SELECTED PASSAGE: Begin

DETAILED DESCRIPTION OF THE PREFERRED EMBODIMENT

[0023] In the following description, the present invention will be explained with reference to various embodiments thereof. These embodiments of the present invention are not intended to limit the present invention to any specific environment, application or particular method for implementations described in these embodiments. Therefore, the description of these embodiments is for illustrative purposes only and is not intended to limit the present invention. It shall be appreciated that, in the following embodiments and the attached drawings, a part of elements not directly related to the present invention may be omitted from the illustration, and dimensional proportions among individual elements and the numbers of each element in the accompanying drawings are provided only for ease of understanding but not to limit the present invention.

SELECTED PASSAGE: End

### TASK REQUIREMENTS
A – Please copy the embodiment description from "DETAILED DESCRIPTION OF" to "not to limit the present invention.".
B – According to the embodiment description, what are the dimensional proportions among individual elements in the accompanying drawings provided for?

RECORDED INFORMATION: Begin

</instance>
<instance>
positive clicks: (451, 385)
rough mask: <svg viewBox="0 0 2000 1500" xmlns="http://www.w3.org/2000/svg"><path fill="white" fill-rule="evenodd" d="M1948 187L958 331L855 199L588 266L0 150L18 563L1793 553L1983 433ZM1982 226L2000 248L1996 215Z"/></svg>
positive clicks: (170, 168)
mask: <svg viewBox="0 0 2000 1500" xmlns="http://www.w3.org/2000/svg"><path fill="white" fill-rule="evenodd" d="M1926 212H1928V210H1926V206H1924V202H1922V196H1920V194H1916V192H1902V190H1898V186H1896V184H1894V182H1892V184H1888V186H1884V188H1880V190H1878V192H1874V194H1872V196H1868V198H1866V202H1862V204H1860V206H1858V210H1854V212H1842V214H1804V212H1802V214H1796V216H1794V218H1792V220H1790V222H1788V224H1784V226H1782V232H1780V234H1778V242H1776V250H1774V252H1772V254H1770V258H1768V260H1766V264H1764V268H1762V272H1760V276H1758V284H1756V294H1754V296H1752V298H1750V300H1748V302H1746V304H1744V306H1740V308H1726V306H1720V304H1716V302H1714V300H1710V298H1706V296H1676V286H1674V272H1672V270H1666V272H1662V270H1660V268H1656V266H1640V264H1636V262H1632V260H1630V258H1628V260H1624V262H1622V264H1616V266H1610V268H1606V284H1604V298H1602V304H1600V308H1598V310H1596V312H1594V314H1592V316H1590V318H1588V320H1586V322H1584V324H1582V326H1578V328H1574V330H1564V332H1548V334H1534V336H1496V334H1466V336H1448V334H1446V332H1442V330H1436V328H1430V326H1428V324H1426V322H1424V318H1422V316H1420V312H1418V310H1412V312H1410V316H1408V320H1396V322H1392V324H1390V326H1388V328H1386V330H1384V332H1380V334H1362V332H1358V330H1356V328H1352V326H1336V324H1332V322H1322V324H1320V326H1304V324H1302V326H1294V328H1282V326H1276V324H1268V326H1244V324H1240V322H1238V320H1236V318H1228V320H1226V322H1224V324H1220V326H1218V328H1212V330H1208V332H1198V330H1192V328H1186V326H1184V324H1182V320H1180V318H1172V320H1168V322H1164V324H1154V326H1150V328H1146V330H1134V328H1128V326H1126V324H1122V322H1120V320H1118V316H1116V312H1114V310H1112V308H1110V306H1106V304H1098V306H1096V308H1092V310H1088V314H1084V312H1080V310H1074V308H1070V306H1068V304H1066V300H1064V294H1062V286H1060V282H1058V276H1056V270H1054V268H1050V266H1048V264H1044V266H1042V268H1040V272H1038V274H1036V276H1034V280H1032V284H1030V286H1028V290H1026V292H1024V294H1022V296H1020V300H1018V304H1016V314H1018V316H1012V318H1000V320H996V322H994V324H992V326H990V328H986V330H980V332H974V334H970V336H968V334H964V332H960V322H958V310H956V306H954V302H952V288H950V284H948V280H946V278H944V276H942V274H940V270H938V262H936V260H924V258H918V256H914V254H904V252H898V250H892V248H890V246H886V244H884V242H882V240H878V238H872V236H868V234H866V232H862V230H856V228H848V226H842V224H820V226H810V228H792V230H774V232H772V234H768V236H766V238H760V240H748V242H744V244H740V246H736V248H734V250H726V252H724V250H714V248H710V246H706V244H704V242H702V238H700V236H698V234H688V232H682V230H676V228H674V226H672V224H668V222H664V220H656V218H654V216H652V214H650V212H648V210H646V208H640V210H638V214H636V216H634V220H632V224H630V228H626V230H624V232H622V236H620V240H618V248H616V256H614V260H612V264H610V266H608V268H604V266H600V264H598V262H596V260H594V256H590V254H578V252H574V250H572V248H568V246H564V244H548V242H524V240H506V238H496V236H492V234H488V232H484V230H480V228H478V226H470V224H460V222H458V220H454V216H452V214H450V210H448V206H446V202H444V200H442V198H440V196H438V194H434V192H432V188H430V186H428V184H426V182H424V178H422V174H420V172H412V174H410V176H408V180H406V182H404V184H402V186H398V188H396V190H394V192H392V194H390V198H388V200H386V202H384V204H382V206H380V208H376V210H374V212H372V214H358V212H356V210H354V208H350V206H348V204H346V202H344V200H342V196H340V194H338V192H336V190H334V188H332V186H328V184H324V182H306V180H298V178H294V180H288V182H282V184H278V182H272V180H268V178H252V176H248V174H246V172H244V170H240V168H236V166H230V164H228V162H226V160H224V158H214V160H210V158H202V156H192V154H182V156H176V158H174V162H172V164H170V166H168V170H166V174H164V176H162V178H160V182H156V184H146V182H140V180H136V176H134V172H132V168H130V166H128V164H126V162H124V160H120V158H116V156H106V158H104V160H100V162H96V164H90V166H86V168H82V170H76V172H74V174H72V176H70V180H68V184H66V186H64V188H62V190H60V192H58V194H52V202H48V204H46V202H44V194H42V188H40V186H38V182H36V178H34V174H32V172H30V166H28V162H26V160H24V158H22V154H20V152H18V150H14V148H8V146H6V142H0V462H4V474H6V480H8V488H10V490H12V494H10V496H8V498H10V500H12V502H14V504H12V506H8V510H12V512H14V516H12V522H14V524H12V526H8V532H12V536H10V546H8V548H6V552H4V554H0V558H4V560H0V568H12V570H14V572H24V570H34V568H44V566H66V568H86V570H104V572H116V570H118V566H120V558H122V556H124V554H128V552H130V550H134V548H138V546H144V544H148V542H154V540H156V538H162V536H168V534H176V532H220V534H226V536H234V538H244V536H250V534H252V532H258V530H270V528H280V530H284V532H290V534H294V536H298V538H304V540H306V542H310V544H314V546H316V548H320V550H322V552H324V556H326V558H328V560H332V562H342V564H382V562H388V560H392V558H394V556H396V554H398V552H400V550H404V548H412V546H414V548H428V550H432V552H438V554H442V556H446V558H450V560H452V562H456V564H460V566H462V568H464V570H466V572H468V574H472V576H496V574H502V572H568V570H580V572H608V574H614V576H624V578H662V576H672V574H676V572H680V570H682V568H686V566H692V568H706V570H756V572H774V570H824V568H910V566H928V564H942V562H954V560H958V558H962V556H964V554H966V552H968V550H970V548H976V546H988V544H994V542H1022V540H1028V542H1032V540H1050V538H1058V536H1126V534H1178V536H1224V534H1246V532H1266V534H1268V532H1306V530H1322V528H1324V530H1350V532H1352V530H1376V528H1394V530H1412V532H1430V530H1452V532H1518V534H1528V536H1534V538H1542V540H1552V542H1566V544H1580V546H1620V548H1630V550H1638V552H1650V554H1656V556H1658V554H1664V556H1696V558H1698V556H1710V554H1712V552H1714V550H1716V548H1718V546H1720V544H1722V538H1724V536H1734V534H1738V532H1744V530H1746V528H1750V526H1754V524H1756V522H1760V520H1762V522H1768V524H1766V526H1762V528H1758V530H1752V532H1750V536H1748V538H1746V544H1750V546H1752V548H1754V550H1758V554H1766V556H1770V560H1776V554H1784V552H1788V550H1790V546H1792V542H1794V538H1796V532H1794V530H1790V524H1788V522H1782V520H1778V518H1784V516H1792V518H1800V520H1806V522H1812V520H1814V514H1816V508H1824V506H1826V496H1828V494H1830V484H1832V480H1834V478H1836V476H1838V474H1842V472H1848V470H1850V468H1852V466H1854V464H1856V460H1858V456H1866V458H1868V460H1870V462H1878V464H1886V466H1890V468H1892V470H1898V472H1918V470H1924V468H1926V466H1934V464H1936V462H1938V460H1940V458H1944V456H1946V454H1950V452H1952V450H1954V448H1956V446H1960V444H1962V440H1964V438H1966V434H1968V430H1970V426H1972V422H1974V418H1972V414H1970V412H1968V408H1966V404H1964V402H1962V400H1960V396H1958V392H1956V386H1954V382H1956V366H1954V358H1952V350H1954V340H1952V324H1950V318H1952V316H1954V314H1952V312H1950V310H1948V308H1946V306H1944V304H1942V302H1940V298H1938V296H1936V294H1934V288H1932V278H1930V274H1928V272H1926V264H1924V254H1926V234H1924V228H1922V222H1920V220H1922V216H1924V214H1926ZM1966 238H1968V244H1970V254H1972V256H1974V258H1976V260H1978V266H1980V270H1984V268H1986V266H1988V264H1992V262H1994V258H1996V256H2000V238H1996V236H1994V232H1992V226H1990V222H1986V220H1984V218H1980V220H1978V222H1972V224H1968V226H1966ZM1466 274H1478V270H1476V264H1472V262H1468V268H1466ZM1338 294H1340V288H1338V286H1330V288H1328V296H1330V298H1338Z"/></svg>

RECORDED INFORMATION: End

### TASK RESPONSES
A –
DETAILED DESCRIPTION OF THE PREFERRED EMBODIMENT

[0023] In the following description, the present invention will be explained with reference to various embodiments thereof. These embodiments of the present invention are not intended to limit the present invention to any specific environment, application or particular method for implementations described in these embodiments. Therefore, the description of these embodiments is for illustrative purposes only and is not intended to limit the present invention. It shall be appreciated that, in the following embodiments and the attached drawings, a part of elements not directly related to the present invention may be omitted from the illustration, and dimensional proportions among individual elements and the numbers of each element in the accompanying drawings are provided only for ease of understanding but not to limit the present invention.

B – They are provided only for ease of understanding, not to limit the present invention.